━━━ DATA SUPPLIED ━━━

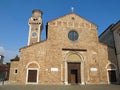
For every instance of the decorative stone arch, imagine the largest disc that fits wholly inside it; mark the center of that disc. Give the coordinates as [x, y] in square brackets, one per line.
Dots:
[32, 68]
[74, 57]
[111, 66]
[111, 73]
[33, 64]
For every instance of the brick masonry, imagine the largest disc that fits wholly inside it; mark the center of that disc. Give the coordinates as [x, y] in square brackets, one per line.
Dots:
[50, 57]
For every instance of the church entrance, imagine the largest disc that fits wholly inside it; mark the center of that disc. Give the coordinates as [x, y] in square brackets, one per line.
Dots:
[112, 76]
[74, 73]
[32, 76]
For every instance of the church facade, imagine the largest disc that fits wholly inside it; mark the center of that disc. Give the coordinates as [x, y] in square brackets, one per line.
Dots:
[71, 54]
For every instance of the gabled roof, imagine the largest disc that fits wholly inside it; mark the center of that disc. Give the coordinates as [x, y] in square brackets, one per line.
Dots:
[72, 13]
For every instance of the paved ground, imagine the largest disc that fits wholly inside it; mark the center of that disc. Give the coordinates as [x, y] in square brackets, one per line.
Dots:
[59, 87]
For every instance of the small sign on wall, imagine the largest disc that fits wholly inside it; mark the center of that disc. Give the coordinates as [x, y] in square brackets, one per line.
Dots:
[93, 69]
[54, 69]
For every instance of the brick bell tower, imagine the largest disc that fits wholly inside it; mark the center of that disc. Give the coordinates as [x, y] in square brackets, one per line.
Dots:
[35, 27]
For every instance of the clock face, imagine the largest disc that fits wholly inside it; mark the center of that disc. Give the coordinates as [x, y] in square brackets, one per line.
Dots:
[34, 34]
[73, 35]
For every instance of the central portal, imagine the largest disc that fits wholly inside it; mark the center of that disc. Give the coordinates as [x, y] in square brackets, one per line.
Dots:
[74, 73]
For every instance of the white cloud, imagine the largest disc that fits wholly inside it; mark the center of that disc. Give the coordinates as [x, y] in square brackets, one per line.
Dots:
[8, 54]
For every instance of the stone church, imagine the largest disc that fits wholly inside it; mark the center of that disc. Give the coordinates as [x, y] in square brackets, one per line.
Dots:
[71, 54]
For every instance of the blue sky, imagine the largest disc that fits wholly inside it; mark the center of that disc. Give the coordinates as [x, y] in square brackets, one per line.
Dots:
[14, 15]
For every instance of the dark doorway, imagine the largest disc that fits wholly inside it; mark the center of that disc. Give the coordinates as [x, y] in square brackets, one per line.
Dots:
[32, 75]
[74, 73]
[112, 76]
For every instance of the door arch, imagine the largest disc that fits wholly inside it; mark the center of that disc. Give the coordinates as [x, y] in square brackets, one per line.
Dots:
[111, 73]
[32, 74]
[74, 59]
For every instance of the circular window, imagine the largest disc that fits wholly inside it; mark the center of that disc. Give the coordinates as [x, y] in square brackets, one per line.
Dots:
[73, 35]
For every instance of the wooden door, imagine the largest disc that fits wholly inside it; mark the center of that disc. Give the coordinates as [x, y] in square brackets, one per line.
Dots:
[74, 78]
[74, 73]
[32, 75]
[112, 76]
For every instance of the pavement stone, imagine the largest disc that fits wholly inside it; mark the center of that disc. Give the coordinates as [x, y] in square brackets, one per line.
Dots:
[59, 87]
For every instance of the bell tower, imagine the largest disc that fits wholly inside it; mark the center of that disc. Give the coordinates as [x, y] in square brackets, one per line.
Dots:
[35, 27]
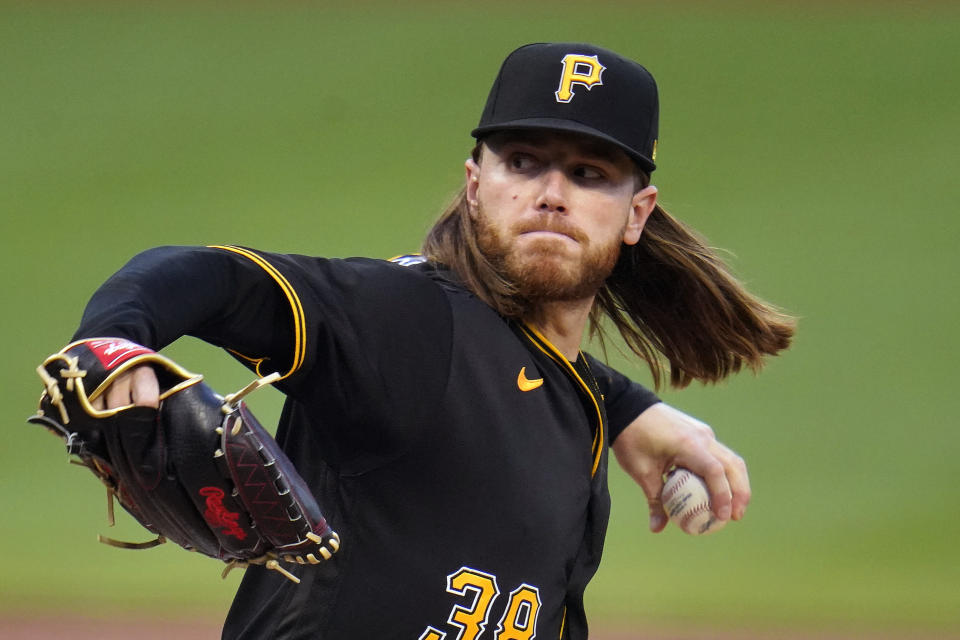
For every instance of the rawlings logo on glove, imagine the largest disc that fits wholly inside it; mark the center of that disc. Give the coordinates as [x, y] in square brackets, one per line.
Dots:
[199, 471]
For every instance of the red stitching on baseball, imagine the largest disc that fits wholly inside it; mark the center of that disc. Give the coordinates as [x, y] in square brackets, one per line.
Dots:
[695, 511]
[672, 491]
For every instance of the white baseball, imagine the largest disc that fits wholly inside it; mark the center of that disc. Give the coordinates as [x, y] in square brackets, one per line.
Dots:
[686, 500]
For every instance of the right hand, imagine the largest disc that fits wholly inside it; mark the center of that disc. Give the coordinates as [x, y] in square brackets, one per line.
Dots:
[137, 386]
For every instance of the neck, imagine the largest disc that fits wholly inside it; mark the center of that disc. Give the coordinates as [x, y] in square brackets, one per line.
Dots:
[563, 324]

━━━

## INSTRUCTIONS FOR THE TASK
You are asked to output the records precisely as they appear, minus any pictures.

## SOLUTION TO THIS PROBLEM
For every instance of the decorative stone arch, imagine the largest disc that fits wholly inside it; mark the center of that disc. Give the coordinates as [x, y] in square brackets, one per line.
Dots:
[32, 68]
[74, 57]
[111, 66]
[111, 73]
[33, 64]
For every instance of the brick masonry, imagine the largest disc that fits wholly inside it; mark the center of that disc. Give the coordinates as [x, y] in square brackets, one per line.
Dots:
[50, 57]
For every instance of the church entrance, imagine the largest disc that fits wholly inside it; mark the center of that disc. Give the coordinates as [x, y] in square brackets, one per line.
Dots:
[112, 76]
[74, 73]
[32, 76]
For every instance of the church facade, imagine the largest disc that fits wholly inside it; mark the center of that disc. Give the coordinates as [x, y] in square brackets, one per line.
Dots:
[71, 54]
For every instance of the gabled roof, imagine the largest disc that fits wholly inside it; mark the center of that disc. Give the coordinates as [x, y] in square brackets, one per line.
Dots:
[72, 13]
For every instance of the paved ground, imagine the largest disc that fits wholly inside it; mark the center of that disc. Give the coordinates as [x, y] in square brackets, one per line.
Dots:
[59, 87]
For every instance of the small sign on wall, imagine the largest disc that fits wholly inside it; mark the center of that disc. Give the coordinates as [x, y] in square brackets, one per line.
Dots:
[93, 69]
[54, 69]
For every instance of the brick bell tower, imagine the largest disc that fits wholly inside it; mark the center of that disc. Give the coordinates as [x, y] in square brackets, one per line.
Dots:
[35, 27]
For every instance of the clock face, imagine the largest disc that fits wholly inside it; mark the center of that disc. Give the coordinates as [x, y] in square brackets, one per line.
Dots:
[34, 34]
[73, 35]
For every instance of the central portal, imagine the largest disc that fits wholly inside it; mark the center of that disc. Give the coordinates as [x, y] in square brackets, one per line.
Dots:
[74, 73]
For every instance of the white cloud, imagine the largest disc that fits wholly inside it; mark the center of that disc. Give the coordinates as [x, y] in square brackets, one per line.
Dots:
[8, 54]
For every instance of the stone church, imagine the largest disc that fits wholly inside it; mark the center of that disc. Give the coordinates as [x, y] in square brackets, one per line.
Dots:
[71, 54]
For every instance of the blue sky, imagine the largest disc that fits wholly inside it; mark the center of that disc. Give the coordinates as [x, y] in square brackets, one per line.
Dots:
[14, 15]
For every instance of the dark doorway, imagine the largest disc that fits wholly inside it; mark the center of that disc. Give the coordinates as [x, y] in square brackets, one per line.
Dots:
[32, 75]
[74, 73]
[112, 76]
For every instance of the door arch, imagine the largest disc that fits wholly inside it; mark the center of that disc. Give the coordinates as [x, y] in square brackets, one per line.
Dots:
[111, 73]
[32, 74]
[74, 59]
For every instance of the circular window, imagine the largest disc that fits wholly inside it; mark the center of that disc. Give the coordinates as [x, y] in square brackets, one per line.
Dots:
[73, 35]
For every instance of the wooden door, imagine the largest disc that fits wholly inside it; mark the center of that disc. Give the coordinates as [x, y] in square brackets, one per line.
Dots:
[74, 78]
[74, 73]
[32, 75]
[112, 76]
For every instance of the pavement stone, imagine the largest disc that fits wholly inside it; mark the center of that disc. Give the coordinates as [x, y] in square brackets, one per line.
Dots:
[59, 87]
For every instance of the bell tower, imagine the largest disc that fits wholly inside it; mark the center of that disc. Give the coordinates as [x, y] in square brackets, one per line.
Dots:
[35, 27]
For every instance of the rawlings logo on glove, imagine the largest disc that fits wholly inside it; mark the center of that disc. Give the coordinates as [x, y] in square brackets, one per line.
Dots:
[199, 471]
For every instance of the red stitching on baseball, imagine the largest disc that fits wholly inside it; mark the center of that disc. Give the coordinates as [x, y] in square brackets, one per line.
Dots:
[695, 511]
[672, 491]
For every instance of the white baseball, imagine the largest disc that fits wholly inside it; mark the center of that disc. Give the coordinates as [x, y] in square brackets, one per line.
Dots:
[686, 500]
For every instance of the right hand, imagine the largest disc that fits wholly inside it; mark the center of that disc. Give the coordinates as [x, y] in square brackets, one per line.
Dots:
[137, 386]
For every instance of the neck, imagine the largest disc that fits wholly inside it; mark the center of that disc. Give the coordinates as [x, y] in square brackets, one per line.
Dots:
[563, 324]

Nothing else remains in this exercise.